> **DOCUMENT SEGMENT**:
════════════════════
Client writes are not quiesced or stalled during create: they proceed concurrently and are simply ordered relative to the snapshot’s read-view. A write that lands during create is either fully visible in both the dump and the manifest, or in neither — never half-captured. The result is a true point-in-time image under active load.

--no-verify skips step 4 (upload drain) and step 5 (HEAD probes). The snapshot still completes, the GC hold still applies, but the remote_durable flag is false. Use it when:

You want a fast local-only snapshot for an imminent risky operation (e.g., a config push that might break an adapter).
The remote block store is temporarily unreachable but the local block store is intact.

Restoring a remote_durable=false snapshot requires the explicit --force flag (§7). Without --force, restore refuses with ErrSnapshotNotDurable (HTTP 412).

`--retry` semantics

Snapshots fail when the orchestration cannot complete — a drain times out, the metadata dump errors, or the verify gate finds blocks missing on the remote. The failure mode is recorded on the snapshot row as state=failed plus an error string.

--retry=<failed-id> re-runs the orchestration against the same snapshot row. The row’s state flips back to creating while the retry runs. On success the original ID stays — there is no second snapshot record — and remote_durable reflects the retry’s outcome.

$ dfsctl share snapshot list /photos --state=failed
ID         NAME       STATE    DURABLE  CREATED  SIZE
4c19fbe0   nightly    failed   no       6h ago   -

$ dfsctl share snapshot create /photos --retry 4c19fbe0-...-full-uuid
Snapshot 4c19fbe0-...-full-uuid queued on share /photos (state: creating)
════════════════════
> **WRITTEN PROBLEM A**:
Reproduce the snapshot documentation starting with "You want a fast" and going on through "store is intact.", renaming "remote block store" to "cloud block store".
> **WRITTEN PROBLEM B**:
List every column heading in the output of the snapshot list command in the snapshot documentation.
The listing has no role in any of these tasks.

> **EXTRACTED RECORDS**:
════════════════════
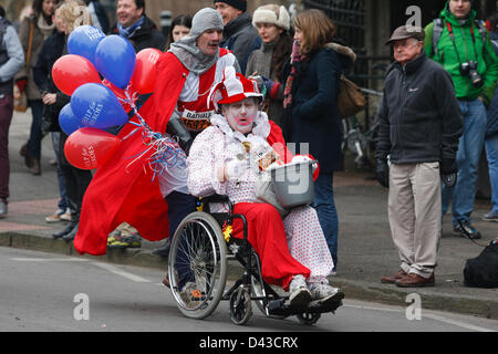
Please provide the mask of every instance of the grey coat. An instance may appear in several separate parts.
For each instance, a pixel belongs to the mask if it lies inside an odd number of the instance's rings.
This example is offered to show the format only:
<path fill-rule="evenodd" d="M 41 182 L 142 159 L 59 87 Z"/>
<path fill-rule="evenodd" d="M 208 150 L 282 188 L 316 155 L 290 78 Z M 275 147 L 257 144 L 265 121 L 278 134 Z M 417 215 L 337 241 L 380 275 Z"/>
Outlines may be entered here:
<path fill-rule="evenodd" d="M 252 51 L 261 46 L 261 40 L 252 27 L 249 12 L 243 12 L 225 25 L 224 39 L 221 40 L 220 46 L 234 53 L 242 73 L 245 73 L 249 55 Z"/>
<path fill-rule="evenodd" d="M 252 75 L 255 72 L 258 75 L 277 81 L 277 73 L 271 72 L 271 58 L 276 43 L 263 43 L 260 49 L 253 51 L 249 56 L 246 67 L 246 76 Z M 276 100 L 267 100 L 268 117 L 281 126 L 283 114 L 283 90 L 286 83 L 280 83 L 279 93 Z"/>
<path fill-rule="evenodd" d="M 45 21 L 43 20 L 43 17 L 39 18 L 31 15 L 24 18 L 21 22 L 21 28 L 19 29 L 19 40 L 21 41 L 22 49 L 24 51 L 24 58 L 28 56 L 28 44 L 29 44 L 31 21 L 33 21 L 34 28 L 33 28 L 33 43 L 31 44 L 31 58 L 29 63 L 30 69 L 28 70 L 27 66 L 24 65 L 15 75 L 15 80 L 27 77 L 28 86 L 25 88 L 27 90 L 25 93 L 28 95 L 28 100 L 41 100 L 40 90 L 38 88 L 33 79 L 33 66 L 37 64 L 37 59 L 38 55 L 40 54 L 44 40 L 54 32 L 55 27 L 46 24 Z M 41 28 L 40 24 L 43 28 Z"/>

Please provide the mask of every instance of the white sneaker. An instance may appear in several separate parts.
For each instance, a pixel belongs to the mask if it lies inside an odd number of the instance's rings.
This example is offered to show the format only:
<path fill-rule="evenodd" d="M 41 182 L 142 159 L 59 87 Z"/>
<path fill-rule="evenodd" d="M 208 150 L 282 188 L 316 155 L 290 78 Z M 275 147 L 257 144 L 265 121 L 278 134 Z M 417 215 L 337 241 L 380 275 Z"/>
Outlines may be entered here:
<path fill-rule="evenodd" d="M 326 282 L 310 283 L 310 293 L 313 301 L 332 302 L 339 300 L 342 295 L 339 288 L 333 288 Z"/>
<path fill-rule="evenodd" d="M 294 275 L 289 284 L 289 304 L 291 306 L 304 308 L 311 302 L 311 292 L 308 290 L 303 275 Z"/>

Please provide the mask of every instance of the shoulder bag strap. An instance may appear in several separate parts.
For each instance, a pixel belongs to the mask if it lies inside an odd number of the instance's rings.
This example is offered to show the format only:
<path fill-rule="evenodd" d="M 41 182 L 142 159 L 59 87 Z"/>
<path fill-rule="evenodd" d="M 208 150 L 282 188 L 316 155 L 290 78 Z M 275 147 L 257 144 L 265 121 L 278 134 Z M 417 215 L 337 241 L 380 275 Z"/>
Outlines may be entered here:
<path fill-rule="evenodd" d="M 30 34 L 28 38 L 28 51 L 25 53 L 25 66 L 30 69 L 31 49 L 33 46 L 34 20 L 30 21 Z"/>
════════════════════
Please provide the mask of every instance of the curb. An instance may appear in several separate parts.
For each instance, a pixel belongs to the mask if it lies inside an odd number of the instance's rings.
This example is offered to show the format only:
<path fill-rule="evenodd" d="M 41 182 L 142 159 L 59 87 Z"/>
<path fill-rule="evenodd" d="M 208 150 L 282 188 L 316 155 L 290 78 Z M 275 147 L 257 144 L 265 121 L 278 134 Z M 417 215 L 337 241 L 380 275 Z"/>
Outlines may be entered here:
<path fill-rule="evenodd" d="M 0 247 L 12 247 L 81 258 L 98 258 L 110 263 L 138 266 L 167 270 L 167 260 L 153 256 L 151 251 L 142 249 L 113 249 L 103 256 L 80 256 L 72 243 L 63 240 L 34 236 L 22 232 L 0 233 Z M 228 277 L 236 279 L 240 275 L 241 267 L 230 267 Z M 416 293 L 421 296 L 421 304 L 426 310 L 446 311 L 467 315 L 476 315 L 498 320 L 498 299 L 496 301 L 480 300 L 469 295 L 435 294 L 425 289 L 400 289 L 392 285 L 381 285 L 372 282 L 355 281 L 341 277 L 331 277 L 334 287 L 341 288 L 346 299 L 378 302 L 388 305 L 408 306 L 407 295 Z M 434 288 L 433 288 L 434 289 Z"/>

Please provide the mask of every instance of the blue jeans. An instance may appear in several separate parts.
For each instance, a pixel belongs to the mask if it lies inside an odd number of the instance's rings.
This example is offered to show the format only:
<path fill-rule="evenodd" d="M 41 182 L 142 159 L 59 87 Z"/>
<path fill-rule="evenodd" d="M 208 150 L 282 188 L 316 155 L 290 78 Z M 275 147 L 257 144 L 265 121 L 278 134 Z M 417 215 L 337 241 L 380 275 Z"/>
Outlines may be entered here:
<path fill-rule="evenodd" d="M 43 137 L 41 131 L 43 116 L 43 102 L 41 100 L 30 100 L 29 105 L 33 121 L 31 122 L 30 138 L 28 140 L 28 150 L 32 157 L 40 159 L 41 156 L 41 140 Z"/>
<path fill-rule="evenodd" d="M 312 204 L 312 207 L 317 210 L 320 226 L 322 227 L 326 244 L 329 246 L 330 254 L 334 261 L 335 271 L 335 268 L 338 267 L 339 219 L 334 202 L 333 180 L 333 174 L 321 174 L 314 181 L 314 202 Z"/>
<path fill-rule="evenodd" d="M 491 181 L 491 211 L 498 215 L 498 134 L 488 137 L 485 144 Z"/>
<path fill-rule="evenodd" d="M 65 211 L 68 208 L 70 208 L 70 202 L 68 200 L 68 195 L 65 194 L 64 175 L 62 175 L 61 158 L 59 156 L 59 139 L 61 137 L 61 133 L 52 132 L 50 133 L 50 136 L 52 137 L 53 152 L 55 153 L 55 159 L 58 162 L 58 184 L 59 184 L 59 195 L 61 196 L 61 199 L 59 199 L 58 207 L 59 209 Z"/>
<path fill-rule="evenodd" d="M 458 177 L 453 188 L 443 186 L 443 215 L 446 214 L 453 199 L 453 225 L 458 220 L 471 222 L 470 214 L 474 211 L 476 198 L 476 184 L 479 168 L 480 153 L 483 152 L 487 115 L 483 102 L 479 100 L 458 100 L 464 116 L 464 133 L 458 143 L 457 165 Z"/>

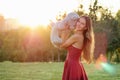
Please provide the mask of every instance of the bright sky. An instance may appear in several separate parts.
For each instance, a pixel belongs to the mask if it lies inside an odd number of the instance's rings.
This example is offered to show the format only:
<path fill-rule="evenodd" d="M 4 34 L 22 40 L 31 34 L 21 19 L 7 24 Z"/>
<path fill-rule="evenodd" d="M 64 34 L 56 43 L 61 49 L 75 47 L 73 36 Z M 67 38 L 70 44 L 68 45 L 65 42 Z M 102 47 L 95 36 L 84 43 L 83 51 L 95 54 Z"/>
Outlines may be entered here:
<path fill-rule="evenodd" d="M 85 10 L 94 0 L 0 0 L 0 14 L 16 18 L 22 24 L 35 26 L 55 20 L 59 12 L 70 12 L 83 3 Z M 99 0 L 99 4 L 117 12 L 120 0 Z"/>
════════════════════
> **WORKED SOLUTION A**:
You want a fast local-only snapshot for an imminent risky operation (e.g., a config push that might break an adapter).
The cloud block store is temporarily unreachable but the local block store is intact.

> **WORKED SOLUTION B**:
ID, NAME, STATE, DURABLE, CREATED, SIZE